# Selection:

════

No, it's the health warning declaring that SMOKING CAUSES AGING OF THE SKIN that worked for me. There is no antidote. Not even drinking 17 pints of water a day. And those Clinique products only work if you've been eating them since you were seven. I am kicking myself for demanding that Swingball when all along I could have gotten repairwear anti-gravity lift.

The worst thing about giving up smoking is that I'm simply Just Not That Cool Anymore. I miss having an air of "I don't care about dying young" about me, a la James Dean. I miss standing outside with the cool (cold) kids at parties (although I tend to do it anyway). I miss looking nonchalant on my own in bars when I'm actually just wondering when the hell my friends are going to show up.

But besides that, I'm six months off them sometime this week and I feel great. Richer, cleaner, more beautiful and more fabulous than before. Just not as cool.

════

# Problem A:
In the piece about giving up smoking, which health warning does the writer say worked?
# Problem B:
Pick up the piece about giving up smoking after its last sentence and keep writing it.

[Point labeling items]

════

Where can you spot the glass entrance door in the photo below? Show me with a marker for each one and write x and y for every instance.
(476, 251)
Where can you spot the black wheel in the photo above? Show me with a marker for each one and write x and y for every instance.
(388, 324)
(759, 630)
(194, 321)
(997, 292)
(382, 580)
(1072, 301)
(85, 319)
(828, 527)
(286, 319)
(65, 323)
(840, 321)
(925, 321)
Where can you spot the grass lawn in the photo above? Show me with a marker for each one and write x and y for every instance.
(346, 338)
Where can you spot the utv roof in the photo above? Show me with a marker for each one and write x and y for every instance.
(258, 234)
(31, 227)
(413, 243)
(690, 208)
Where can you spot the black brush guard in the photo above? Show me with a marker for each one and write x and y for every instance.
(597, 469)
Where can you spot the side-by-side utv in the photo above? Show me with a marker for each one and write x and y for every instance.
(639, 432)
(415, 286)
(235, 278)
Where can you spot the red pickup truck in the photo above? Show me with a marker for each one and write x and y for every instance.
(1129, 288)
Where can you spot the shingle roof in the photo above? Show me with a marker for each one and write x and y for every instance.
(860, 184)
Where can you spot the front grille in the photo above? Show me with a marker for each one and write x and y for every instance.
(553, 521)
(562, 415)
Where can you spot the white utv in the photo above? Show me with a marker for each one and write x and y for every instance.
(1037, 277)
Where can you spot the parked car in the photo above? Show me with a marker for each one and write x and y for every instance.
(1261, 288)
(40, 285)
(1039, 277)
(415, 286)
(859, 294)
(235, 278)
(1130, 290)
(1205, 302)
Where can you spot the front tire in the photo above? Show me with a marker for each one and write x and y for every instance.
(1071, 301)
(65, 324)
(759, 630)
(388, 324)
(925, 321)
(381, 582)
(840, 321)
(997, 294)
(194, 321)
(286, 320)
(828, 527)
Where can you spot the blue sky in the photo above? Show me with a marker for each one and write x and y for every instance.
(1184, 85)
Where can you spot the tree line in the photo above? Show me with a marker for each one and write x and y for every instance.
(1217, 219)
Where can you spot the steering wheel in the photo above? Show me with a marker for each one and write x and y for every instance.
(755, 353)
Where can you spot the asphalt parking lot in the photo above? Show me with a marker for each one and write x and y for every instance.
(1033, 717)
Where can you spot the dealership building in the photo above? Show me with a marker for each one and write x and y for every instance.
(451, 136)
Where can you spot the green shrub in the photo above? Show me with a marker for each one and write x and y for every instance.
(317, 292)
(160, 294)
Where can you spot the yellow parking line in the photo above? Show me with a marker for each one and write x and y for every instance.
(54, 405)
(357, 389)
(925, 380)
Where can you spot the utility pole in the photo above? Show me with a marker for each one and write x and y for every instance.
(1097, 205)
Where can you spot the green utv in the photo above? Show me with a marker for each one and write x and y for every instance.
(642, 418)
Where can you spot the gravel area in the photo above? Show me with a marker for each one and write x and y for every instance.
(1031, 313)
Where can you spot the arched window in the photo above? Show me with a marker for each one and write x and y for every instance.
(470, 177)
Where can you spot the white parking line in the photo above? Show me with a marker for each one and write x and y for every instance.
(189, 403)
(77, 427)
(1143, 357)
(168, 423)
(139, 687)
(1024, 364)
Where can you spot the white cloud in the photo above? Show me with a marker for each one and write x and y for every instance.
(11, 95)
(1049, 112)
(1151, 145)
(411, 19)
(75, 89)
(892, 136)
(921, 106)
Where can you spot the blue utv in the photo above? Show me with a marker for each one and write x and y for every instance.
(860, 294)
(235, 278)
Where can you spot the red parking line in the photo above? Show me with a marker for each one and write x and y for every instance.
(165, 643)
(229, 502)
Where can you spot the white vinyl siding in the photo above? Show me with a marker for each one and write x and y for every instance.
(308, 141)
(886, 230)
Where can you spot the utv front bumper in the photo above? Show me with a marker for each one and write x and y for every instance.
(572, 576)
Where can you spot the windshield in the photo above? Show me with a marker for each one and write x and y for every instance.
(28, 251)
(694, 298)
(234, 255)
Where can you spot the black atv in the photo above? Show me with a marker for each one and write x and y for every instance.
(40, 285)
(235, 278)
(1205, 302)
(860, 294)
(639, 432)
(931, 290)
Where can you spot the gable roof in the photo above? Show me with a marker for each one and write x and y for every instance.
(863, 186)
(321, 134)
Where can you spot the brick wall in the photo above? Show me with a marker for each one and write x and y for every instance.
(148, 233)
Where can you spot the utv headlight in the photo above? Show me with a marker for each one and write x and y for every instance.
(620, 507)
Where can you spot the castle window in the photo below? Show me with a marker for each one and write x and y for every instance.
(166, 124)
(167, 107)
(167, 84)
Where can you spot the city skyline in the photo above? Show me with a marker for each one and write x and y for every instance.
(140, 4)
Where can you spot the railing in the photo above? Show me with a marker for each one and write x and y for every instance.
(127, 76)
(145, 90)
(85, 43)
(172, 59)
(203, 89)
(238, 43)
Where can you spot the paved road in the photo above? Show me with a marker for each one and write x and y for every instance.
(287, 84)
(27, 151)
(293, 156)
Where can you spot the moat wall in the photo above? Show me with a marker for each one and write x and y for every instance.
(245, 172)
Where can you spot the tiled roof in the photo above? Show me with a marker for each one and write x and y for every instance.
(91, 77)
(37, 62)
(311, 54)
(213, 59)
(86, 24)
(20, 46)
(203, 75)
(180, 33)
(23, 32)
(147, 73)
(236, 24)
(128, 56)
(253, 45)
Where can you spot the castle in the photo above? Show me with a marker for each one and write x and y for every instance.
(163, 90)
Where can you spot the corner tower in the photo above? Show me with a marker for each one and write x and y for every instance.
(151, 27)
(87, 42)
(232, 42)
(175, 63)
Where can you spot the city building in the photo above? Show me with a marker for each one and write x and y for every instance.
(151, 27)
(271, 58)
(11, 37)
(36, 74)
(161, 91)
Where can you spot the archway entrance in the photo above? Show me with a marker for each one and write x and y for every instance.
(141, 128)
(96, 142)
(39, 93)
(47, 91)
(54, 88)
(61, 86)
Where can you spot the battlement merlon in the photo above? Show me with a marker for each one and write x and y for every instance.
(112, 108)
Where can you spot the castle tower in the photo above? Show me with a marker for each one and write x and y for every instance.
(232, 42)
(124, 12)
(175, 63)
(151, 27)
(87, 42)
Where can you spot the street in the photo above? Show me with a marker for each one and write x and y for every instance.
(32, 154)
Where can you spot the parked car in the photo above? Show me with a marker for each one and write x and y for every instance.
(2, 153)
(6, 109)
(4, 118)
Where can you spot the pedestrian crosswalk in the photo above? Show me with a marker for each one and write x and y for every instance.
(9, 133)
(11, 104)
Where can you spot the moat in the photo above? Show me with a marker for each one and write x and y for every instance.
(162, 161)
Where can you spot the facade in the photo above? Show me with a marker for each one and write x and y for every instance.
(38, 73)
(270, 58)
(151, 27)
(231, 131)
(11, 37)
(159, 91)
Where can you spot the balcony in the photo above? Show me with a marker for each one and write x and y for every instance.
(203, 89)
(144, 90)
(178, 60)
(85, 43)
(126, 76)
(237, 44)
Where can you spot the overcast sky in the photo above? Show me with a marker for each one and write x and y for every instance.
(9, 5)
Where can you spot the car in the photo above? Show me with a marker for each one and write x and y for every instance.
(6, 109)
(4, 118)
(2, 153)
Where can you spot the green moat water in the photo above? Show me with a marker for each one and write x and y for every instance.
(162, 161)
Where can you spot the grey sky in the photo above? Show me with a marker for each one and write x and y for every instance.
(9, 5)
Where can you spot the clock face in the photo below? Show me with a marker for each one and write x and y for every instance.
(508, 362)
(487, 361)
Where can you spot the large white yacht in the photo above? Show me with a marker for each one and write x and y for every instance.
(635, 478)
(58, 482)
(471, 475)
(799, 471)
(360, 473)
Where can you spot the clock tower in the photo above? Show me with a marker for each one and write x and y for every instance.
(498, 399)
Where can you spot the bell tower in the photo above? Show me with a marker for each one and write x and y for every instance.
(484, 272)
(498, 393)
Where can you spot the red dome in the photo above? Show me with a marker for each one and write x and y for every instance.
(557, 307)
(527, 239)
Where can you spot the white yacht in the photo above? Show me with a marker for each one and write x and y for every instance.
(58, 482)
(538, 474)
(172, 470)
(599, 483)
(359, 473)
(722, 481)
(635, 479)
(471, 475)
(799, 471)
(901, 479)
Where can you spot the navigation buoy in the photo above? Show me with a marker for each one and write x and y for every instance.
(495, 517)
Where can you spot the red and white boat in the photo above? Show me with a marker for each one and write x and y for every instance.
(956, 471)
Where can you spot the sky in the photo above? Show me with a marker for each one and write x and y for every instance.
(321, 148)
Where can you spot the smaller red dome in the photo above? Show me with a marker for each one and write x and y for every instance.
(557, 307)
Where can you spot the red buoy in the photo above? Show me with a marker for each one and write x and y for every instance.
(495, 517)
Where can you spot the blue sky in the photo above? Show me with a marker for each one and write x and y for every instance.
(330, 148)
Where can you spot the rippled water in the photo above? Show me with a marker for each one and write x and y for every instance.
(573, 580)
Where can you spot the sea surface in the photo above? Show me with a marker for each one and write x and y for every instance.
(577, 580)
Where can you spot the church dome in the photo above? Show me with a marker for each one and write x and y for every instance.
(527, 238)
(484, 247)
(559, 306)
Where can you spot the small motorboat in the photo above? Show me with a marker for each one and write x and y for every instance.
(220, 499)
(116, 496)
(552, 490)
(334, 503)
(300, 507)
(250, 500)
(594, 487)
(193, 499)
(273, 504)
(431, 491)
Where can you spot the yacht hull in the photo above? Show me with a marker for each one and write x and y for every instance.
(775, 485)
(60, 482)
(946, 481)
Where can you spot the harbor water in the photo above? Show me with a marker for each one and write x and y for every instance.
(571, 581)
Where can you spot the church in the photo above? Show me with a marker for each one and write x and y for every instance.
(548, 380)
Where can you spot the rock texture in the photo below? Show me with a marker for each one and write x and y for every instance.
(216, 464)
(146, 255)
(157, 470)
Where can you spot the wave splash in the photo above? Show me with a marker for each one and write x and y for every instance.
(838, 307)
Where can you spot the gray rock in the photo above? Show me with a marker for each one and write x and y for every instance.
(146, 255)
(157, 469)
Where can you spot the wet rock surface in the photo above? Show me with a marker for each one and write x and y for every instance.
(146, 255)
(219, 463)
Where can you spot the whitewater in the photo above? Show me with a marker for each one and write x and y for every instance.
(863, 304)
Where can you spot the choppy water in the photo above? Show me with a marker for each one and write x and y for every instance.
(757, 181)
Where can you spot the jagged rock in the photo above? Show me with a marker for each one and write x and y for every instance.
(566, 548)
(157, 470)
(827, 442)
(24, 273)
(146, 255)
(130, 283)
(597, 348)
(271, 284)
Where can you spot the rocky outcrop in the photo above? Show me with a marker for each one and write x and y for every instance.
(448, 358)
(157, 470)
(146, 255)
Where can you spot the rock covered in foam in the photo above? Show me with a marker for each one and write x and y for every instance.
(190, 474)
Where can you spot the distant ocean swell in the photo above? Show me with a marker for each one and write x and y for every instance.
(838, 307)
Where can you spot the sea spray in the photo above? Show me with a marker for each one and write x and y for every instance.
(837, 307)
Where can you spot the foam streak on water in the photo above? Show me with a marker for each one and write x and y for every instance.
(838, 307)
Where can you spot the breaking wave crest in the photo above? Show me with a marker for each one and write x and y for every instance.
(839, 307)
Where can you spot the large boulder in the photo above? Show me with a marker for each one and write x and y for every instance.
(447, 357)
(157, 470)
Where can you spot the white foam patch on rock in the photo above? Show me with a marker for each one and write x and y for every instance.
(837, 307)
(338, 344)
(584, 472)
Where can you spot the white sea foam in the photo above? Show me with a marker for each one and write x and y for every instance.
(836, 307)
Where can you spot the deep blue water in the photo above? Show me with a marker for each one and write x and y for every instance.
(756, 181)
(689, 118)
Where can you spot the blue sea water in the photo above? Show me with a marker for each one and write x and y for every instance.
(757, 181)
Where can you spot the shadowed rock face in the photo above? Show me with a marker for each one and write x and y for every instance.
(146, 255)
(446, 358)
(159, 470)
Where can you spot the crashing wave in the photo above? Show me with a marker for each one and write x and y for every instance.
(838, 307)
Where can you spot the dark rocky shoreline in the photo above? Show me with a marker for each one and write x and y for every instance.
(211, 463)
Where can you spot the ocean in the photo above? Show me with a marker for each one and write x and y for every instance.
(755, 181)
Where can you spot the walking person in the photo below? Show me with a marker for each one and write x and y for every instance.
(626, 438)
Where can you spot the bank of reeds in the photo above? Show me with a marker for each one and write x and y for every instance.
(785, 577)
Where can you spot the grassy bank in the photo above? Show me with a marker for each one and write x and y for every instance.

════

# Exercise answer A:
The warning declaring that smoking causes aging of the skin.

# Exercise answer B:
Monday, May 22, 2006

Oh God

Oh god. Why can't I get outrageously, embarrassingly drunk in front of a bar full of strangers? Why does it have to be at The Boyfriend's bosses' Eurovision party at their beautiful home in the suburbs?

I was warned about the punch—that it was probably lethal—but I couldn't believe that something that tasted like Ribena could be alcoholic, so I knocked it back like it was, em, Ribena.

I quickly developed a drunken crush on the only teenager at the party. Was hoping it had gone unnoticed, but The Boyfriend pointed out that not only was I laughing far too loudly at his jokes, letting my hand linger too long on his lower back, but I let him go home with my gorgeous pink Diesel sunglasses. Oh god. Have turned into middle-aged desperate old perv overnight. Should have been wearing leopard-print and drinking gin & tonics.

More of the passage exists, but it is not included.